[Provided passage]
'''
An army officer who ran a course where a soldier died on “the hottest day of the year” has told an inquest he had no formal health and safety training.
Cpl Joshua Hoole died within an hour of collapsing during an annual fitness test at Brecon, Powys on 19 July 2016.
Capt Colin Nufer was commanding the Rifles’ regimental training team on the day.
At the inquest in Birmingham he criticised the Ministry of Defence for “blaming individuals”.
Capt Nufer, in the armed forces for more than 30 years, signed the risk assessment for the event.
He was questioned over his knowledge of JSP 539 – a military health and safety document discussing heat injuries.
Capt Nufer said: “I had no formal [risk assessment] training on anything to do with activities.”
He said he had read JSP 539 in 2016 after the deaths of three reservists’ during SAS selection.
The captain said: “I did know it existed – I wasn’t familiar with it, and I wasn’t trained to interpret it.”
'''
[Challenge 1]
Answer these questions from the news report:
(a) Where and on what date did Cpl Joshua Hoole die?
(b) How long had Capt Colin Nufer been in the armed forces?
(c) What is JSP 539?
[Challenge 2]
For each statement, say yes or no to whether it agrees with the news report, and quote the words that decide it.
(a) The inquest took place in Birmingham.
(b) Capt Nufer said he was familiar with JSP 539.
(c) Capt Nufer signed the risk assessment for the event.
The listing that comes after this news report is not needed for what is asked here.

[Supplied material]
'''
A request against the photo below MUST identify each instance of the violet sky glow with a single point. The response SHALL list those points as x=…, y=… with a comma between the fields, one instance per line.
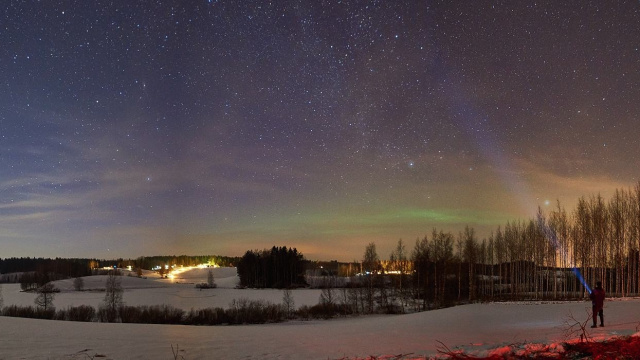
x=133, y=128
'''
[Written answer 1]
(a) He died at Brecon, Powys, on 19 July 2016.
(b) He had been in the armed forces for more than 30 years.
(c) It is a military health and safety document that discusses heat injuries.

[Written answer 2]
(a) Yes: "At the inquest in Birmingham"
(b) No: "I wasn’t familiar with it"
(c) Yes: "signed the risk assessment for the event"